Collected data
# # #

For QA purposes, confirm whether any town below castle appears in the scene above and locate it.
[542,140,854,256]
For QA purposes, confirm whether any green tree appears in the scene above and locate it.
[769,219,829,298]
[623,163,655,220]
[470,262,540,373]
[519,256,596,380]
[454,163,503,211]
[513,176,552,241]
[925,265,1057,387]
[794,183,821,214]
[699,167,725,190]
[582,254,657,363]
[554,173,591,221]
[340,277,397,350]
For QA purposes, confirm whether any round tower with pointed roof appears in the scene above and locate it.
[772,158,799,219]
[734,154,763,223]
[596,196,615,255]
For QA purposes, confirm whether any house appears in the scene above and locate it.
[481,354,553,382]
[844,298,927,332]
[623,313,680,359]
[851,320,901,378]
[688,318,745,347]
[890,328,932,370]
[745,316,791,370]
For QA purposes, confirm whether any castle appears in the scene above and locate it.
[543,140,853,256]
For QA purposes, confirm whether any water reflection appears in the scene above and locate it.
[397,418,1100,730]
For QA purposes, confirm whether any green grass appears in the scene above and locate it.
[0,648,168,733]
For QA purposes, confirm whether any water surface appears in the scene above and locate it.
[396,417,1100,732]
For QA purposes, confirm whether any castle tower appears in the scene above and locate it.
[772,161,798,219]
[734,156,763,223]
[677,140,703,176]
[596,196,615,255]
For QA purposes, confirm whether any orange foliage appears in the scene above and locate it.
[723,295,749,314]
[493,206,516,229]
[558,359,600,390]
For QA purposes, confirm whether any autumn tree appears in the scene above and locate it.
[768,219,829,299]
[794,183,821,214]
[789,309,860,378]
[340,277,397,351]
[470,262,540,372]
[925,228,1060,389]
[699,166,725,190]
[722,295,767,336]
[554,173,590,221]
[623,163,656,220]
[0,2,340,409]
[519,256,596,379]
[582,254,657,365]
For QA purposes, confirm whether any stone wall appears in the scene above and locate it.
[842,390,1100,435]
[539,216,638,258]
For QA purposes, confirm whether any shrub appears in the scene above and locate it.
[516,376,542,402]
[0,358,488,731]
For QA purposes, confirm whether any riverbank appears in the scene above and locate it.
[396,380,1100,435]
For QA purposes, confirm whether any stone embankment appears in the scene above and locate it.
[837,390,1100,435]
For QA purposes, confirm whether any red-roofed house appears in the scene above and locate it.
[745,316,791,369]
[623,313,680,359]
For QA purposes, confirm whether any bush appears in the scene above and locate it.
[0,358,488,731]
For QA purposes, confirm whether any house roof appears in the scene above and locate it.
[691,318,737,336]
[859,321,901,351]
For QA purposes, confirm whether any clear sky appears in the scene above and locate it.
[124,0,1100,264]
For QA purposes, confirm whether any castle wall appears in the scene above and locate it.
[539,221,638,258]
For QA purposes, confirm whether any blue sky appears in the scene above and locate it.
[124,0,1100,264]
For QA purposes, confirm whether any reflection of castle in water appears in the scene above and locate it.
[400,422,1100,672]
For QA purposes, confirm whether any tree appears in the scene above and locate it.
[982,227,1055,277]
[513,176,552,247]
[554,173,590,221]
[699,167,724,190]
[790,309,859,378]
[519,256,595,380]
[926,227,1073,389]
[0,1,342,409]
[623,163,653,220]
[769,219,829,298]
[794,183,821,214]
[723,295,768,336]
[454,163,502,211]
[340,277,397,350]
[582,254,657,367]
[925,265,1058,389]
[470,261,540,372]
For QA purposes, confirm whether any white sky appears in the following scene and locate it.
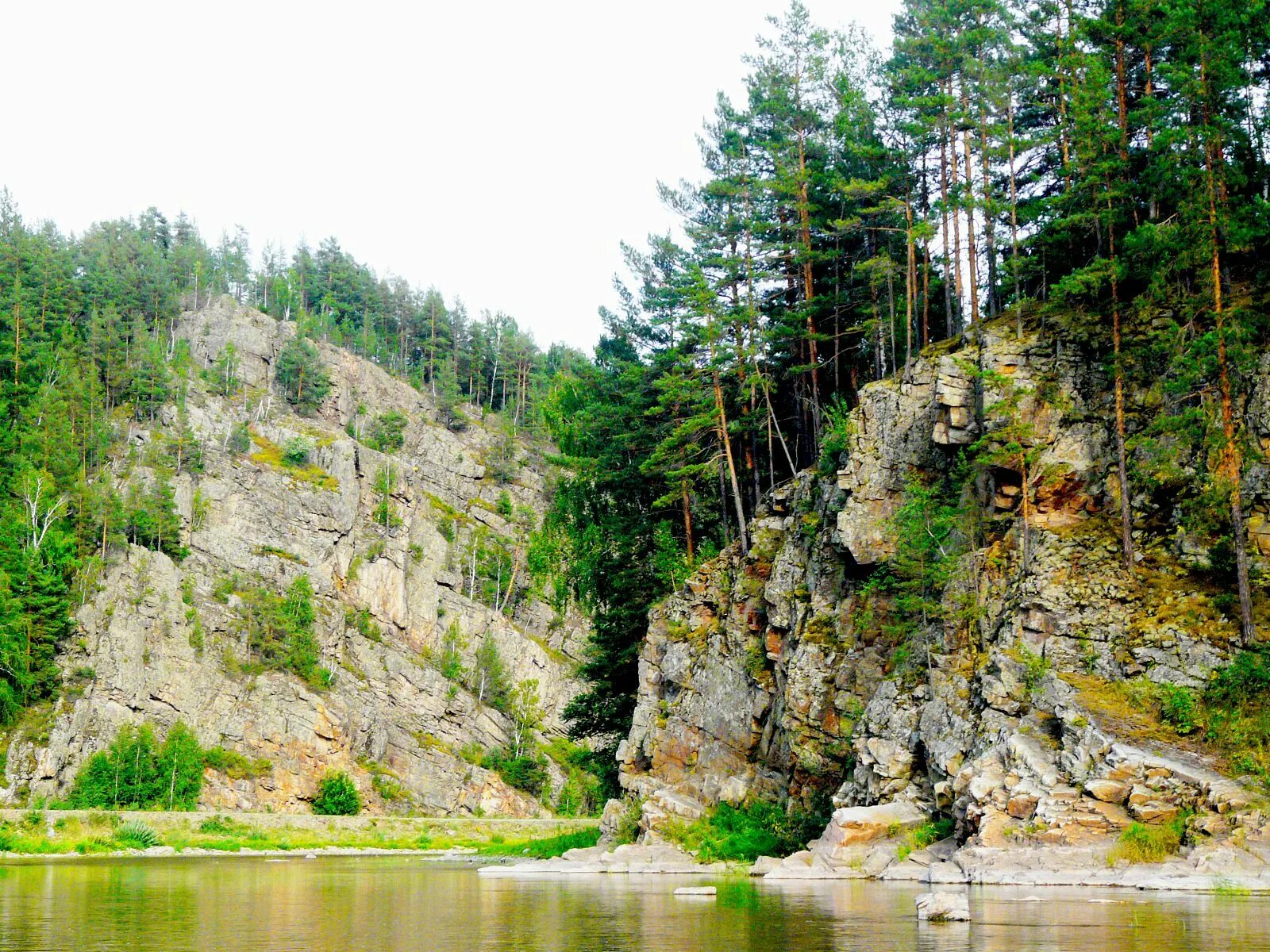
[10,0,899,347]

# # #

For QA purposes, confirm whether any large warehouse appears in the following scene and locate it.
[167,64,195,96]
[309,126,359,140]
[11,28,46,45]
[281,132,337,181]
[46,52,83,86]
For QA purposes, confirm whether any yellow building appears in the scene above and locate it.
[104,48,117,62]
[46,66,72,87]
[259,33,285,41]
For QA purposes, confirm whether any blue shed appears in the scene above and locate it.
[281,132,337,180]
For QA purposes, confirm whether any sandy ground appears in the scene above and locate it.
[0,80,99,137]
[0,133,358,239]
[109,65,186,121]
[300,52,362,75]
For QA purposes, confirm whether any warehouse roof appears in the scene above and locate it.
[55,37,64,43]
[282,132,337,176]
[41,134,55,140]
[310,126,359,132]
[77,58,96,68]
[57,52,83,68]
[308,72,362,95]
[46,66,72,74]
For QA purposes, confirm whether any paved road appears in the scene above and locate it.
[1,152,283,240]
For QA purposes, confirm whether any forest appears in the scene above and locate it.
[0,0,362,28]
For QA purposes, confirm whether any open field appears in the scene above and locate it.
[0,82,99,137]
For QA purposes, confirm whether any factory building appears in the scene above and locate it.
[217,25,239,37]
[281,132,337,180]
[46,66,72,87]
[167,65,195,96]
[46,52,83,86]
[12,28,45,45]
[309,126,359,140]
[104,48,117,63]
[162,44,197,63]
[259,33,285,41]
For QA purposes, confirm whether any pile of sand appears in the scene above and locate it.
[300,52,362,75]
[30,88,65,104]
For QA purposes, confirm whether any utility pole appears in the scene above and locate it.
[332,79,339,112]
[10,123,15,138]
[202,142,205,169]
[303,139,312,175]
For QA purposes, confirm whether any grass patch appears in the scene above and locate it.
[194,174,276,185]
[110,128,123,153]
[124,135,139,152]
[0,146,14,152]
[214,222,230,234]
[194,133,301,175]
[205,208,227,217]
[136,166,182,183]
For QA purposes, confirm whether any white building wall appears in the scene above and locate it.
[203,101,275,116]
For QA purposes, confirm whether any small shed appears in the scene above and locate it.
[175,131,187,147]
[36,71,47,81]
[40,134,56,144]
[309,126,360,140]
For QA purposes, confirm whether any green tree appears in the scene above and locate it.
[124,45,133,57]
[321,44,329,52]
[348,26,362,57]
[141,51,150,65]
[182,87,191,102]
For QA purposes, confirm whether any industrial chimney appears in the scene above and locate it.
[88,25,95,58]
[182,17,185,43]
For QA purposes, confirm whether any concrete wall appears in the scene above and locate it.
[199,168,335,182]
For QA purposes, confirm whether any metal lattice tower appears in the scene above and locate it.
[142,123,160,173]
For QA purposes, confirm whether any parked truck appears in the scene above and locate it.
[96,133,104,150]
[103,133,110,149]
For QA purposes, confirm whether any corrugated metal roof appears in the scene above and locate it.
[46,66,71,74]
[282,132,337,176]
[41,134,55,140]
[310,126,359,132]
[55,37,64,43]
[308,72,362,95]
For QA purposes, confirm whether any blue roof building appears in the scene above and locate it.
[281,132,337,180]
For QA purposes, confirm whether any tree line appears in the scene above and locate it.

# # #

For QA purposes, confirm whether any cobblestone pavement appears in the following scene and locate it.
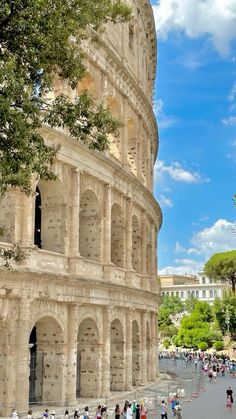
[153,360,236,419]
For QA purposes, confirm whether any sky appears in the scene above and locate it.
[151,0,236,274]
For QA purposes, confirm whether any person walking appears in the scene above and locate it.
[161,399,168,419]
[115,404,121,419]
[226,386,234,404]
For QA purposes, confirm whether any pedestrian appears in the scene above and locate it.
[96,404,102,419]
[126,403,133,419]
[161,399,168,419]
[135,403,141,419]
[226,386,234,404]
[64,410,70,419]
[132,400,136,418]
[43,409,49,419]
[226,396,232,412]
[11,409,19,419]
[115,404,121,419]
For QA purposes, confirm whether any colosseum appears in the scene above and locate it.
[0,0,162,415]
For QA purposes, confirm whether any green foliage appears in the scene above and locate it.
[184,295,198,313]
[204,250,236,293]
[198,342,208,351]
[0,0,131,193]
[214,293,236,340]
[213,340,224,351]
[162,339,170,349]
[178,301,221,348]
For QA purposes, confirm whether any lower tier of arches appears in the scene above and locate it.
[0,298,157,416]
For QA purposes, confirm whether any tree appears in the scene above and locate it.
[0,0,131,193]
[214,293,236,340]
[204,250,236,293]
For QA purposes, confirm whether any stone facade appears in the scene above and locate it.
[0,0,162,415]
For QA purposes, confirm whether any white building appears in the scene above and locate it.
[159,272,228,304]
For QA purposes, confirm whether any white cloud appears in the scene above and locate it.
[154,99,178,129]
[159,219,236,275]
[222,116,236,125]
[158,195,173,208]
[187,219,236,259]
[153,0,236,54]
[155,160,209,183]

# # #

## What this task involves
Format the lines of the entries between the one containing "For QA purposes, confirm whether any large" and the one containing "[303,139,312,175]", inclusive, as a Markdown table with the columns Row and Line. Give each line a row number and leave out blank lines.

## Result of the exercise
| Row | Line |
|---|---|
| 1 | For QA purposes, confirm whether any large warehouse appears in the following scene and locate it. |
| 2 | [167,64,195,96] |
| 3 | [309,126,359,140] |
| 4 | [11,28,46,45] |
| 5 | [281,132,337,181] |
| 6 | [46,52,83,86] |
| 7 | For QA purposes, confirm whether any yellow building appears in the scene above and locate it. |
| 8 | [104,48,117,62] |
| 9 | [46,66,72,87] |
| 10 | [259,33,285,41] |
| 11 | For QA purposes, confirm whether any blue shed appears in the scene above and locate it. |
| 12 | [281,132,337,180] |
| 13 | For QA purposes, confirm whether any sandy ground appears in the scene above and locate it. |
| 14 | [0,80,99,137] |
| 15 | [0,133,358,239] |
| 16 | [109,65,186,121] |
| 17 | [300,52,362,75] |
| 18 | For QA purposes, confirm whether any warehouse roof appears in the scene above and locate it. |
| 19 | [55,37,64,43] |
| 20 | [282,132,337,176] |
| 21 | [41,134,55,140] |
| 22 | [310,126,359,132] |
| 23 | [77,58,96,68] |
| 24 | [57,52,83,68] |
| 25 | [308,72,362,95] |
| 26 | [46,66,72,74] |
| 27 | For QA purposes, confirm whether any paved road appears in the scene above and locate it. |
| 28 | [1,152,283,240] |
| 29 | For QA purposes, confirm whether any forest appears in the scene above and locate it. |
| 30 | [0,0,362,28] |
| 31 | For QA purposes, confirm whether any open field appears in the scene above and locate it. |
| 32 | [0,82,99,137] |
| 33 | For QA purposes, confirm whether any factory building appears in the scene above and locate it. |
| 34 | [217,25,239,37] |
| 35 | [281,132,337,180] |
| 36 | [46,66,72,87] |
| 37 | [167,65,195,96] |
| 38 | [46,52,83,86] |
| 39 | [12,28,45,45] |
| 40 | [309,126,359,140] |
| 41 | [104,48,117,63] |
| 42 | [162,44,197,63] |
| 43 | [259,33,285,41] |
| 44 | For QA purposes, confirm whether any pile of sand appears in the scene above and locate it. |
| 45 | [300,52,362,75] |
| 46 | [30,88,65,104] |
| 47 | For QA purposes, confirm whether any utility pole appears in the scene above and locate it. |
| 48 | [332,79,339,112] |
| 49 | [10,123,15,138] |
| 50 | [202,142,205,169] |
| 51 | [303,139,312,175] |